----- Stored records -----
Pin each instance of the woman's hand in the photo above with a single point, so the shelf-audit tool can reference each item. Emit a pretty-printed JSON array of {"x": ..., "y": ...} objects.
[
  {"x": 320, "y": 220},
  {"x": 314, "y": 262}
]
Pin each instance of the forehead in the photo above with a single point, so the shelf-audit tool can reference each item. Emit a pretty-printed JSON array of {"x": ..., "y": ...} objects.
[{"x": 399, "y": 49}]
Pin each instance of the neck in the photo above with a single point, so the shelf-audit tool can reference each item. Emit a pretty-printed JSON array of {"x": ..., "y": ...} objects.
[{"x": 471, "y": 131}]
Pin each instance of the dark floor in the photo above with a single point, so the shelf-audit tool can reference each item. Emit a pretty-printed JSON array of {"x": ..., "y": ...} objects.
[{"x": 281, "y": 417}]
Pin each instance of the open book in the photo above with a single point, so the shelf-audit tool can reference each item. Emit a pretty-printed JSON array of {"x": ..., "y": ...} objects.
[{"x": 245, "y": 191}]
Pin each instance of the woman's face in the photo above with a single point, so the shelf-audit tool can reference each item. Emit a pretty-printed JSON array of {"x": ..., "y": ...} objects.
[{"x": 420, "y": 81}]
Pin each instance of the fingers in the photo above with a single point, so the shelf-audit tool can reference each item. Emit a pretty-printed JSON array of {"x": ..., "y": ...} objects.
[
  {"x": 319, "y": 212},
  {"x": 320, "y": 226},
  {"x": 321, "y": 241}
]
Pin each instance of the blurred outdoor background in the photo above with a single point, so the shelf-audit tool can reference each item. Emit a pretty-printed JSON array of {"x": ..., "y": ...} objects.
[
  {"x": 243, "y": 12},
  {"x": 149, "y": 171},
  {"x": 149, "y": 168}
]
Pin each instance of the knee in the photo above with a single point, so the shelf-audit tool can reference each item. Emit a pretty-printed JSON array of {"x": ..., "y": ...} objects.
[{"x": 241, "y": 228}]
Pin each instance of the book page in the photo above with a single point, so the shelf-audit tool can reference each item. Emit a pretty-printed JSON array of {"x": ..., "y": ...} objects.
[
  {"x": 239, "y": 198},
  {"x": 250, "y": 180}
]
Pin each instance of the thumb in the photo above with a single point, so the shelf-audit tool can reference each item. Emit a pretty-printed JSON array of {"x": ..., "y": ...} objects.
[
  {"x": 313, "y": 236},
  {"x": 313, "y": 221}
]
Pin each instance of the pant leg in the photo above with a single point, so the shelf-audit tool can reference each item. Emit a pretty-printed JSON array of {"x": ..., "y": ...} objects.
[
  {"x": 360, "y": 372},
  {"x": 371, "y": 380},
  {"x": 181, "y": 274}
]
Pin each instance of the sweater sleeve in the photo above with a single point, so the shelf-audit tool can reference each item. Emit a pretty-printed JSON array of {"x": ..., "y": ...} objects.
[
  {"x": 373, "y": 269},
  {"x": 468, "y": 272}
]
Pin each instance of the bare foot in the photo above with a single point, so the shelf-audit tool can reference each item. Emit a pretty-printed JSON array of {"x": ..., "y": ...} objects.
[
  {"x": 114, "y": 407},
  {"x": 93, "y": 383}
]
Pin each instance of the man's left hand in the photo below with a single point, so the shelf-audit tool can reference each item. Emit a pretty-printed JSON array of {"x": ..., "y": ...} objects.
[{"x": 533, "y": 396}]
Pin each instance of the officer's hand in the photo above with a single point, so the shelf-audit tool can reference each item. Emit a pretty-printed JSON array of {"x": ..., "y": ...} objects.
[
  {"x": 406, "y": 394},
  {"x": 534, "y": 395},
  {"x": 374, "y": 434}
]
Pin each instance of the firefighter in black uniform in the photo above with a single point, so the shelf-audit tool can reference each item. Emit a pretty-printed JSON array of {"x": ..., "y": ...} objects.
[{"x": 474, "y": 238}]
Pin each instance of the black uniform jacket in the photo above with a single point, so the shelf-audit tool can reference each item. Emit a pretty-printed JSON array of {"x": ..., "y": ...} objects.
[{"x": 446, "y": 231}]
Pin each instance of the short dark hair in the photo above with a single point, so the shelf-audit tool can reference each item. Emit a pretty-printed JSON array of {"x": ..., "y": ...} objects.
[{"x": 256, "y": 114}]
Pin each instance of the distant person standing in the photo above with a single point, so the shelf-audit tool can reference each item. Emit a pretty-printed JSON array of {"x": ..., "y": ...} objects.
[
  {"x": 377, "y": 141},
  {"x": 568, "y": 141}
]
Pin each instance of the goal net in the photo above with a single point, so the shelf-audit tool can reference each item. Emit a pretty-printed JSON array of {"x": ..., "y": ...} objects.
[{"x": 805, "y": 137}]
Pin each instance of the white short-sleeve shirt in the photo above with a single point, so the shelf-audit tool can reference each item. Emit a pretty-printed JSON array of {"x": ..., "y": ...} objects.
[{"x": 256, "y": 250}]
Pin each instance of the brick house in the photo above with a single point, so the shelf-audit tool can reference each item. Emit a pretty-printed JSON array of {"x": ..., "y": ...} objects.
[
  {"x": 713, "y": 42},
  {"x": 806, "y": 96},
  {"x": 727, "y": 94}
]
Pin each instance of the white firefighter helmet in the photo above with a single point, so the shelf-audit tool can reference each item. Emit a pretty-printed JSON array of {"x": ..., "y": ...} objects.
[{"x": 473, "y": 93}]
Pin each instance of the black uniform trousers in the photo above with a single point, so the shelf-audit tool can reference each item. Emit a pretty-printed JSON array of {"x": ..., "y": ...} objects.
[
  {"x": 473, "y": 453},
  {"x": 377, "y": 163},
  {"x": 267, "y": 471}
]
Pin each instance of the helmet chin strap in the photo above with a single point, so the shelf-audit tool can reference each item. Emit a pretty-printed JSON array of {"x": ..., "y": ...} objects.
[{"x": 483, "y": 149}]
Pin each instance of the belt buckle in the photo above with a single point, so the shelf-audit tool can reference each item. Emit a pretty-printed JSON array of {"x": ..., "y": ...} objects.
-----
## Task details
Reproduce the material above, every line of it, exactly.

## Correct output
Pin each instance of the woman's hand in the photo above with a single point, so the shelf-audit tool can reference each item. Emit a pretty-printed JSON array of {"x": ..., "y": ...} objects.
[
  {"x": 320, "y": 220},
  {"x": 314, "y": 262}
]
Pin each instance of the forehead in the photo above with a single point, so the shelf-audit tool can reference each item. Emit a pretty-printed JSON array of {"x": ..., "y": ...} objects.
[{"x": 399, "y": 49}]
Pin each instance of the neck in the photo above with a single point, so the shelf-audit tool can reference each item. Emit a pretty-printed JSON array of {"x": ..., "y": ...} objects.
[{"x": 471, "y": 131}]
Pin each instance of the dark floor in the photo above with a single point, so the shelf-audit tool can reference each item. Emit a pretty-printed JSON array of {"x": ..., "y": ...} objects.
[{"x": 281, "y": 417}]
Pin each instance of the open book in the photo above with a single point, so the shelf-audit tool can reference each item. Emit a pretty-printed JSON array of {"x": ..., "y": ...} objects.
[{"x": 245, "y": 191}]
Pin each instance of the woman's face in the photo above with a single point, so the shelf-audit tool can reference each item. Emit a pretty-printed JSON array of {"x": ..., "y": ...} objects.
[{"x": 420, "y": 81}]
Pin each instance of the fingers in the photo above with a single point, so the shelf-audit tool can reference each item. Emit a pretty-printed JSON array of {"x": ..., "y": ...} objects.
[
  {"x": 319, "y": 212},
  {"x": 320, "y": 226},
  {"x": 321, "y": 241}
]
Pin each instance of the blurred outdoor background in the photo above with a single point, so the shelf-audit tool can reference each item. Emit a pretty-printed JSON array of {"x": ..., "y": ...} objects.
[
  {"x": 243, "y": 12},
  {"x": 149, "y": 171},
  {"x": 149, "y": 168}
]
Pin each instance of the knee in the photo above with a single point, so the shelf-audit tool can reference each item. Emit a pretty-printed JSON array of {"x": ..., "y": ...} objects.
[{"x": 241, "y": 228}]
Pin each instance of the book page in the photo above with a single point, so the shelf-audit tool can reference each item. Emit a pretty-printed JSON array of {"x": ..., "y": ...} objects.
[
  {"x": 239, "y": 198},
  {"x": 250, "y": 180}
]
Pin each instance of the thumb in the photo above with a single point, so the shelf-audit tool can reference each item. Emit a pretty-printed JSON array of {"x": ..., "y": ...} objects.
[
  {"x": 313, "y": 236},
  {"x": 313, "y": 221}
]
Pin each instance of the pant leg in the photo above with a single point, so the shelf-audit tool can reference each item. Emit a pretty-printed JSON array of {"x": ..., "y": ...} objects.
[
  {"x": 360, "y": 372},
  {"x": 371, "y": 380},
  {"x": 181, "y": 274}
]
Pin each instance of the sweater sleeve in the photo above with a single point, so the shelf-audit tool can reference each item. Emit a pretty-printed JSON array of {"x": ..., "y": ...} objects.
[
  {"x": 373, "y": 269},
  {"x": 468, "y": 272}
]
Pin each instance of the bare foot in the photo above with a single point, so the shelf-audit tool can reference each item. Emit a pretty-printed JSON array of {"x": ..., "y": ...} objects.
[
  {"x": 114, "y": 407},
  {"x": 93, "y": 383}
]
Pin each instance of the man's left hand in the photo below with a single point, so the shelf-audit tool can reference each item. Emit a pretty-printed JSON array of {"x": ..., "y": ...} objects.
[{"x": 533, "y": 396}]
Pin each instance of the officer's hand in the photo above with a single point, so the shelf-audit tool can reference each item. Emit a pretty-printed JSON array of {"x": ..., "y": ...} objects.
[
  {"x": 406, "y": 394},
  {"x": 534, "y": 395},
  {"x": 374, "y": 434}
]
Pin each instance of the firefighter in black uniform in the photo above with a single point, so the shelf-audit tool can reference each item. Emit a pretty-printed JSON array of {"x": ..., "y": ...} objects.
[{"x": 474, "y": 238}]
Pin each instance of the black uniform jacket in the photo above with a single point, so the shelf-audit tool can reference each item. Emit a pretty-printed JSON array of {"x": ..., "y": ...} objects.
[{"x": 446, "y": 231}]
Pin each instance of the short dark hair in the photo above with a single point, so the shelf-audit tool can reference each item. Emit a pretty-printed JSON array of {"x": ..., "y": ...} objects.
[{"x": 256, "y": 114}]
Pin each instance of the distant person standing in the photo above with a single point, so the shelf-audit tool can reference each item. Emit a pretty-printed JSON array of {"x": ..., "y": ...} objects.
[
  {"x": 377, "y": 141},
  {"x": 568, "y": 141}
]
Pin each instance of the goal net in the photo above with a single point, so the shelf-audit tool can reference each item. Emit a pretty-printed JSON array of {"x": ..., "y": ...} objects.
[{"x": 805, "y": 137}]
Pin each instance of the white short-sleeve shirt in the photo above with a single point, so the shelf-audit tool can reference each item. Emit a pretty-printed JSON array of {"x": ..., "y": ...} objects.
[{"x": 256, "y": 250}]
Pin each instance of the brick house in the photo above with a single point, so the shelf-audit tool can reference each item. Emit a pretty-printed JSON array of {"x": ..., "y": ...} objects.
[
  {"x": 713, "y": 42},
  {"x": 806, "y": 96},
  {"x": 727, "y": 94}
]
Pin each instance of the white firefighter helmet in the photo above with a single point, so the shelf-audit tool can reference each item. Emit a pretty-printed JSON array of {"x": ..., "y": ...} objects.
[{"x": 473, "y": 93}]
Pin each instance of the black uniform trousers in the photo above with a single point, so the shelf-audit tool can reference each item. Emit a pretty-printed JSON array of {"x": ..., "y": ...} objects.
[
  {"x": 473, "y": 453},
  {"x": 377, "y": 163},
  {"x": 267, "y": 471}
]
Pin each instance of the helmet chin strap in the photo above with a single point, so the shelf-audit tool can reference each item. Emit a pretty-printed JSON array of {"x": ..., "y": ...} objects.
[{"x": 483, "y": 149}]
Pin each instance of the belt buckle in the photo above with a single point, so the shelf-audit tool can reference each item. Emit a pretty-printed JSON array of {"x": ..., "y": ...} objects.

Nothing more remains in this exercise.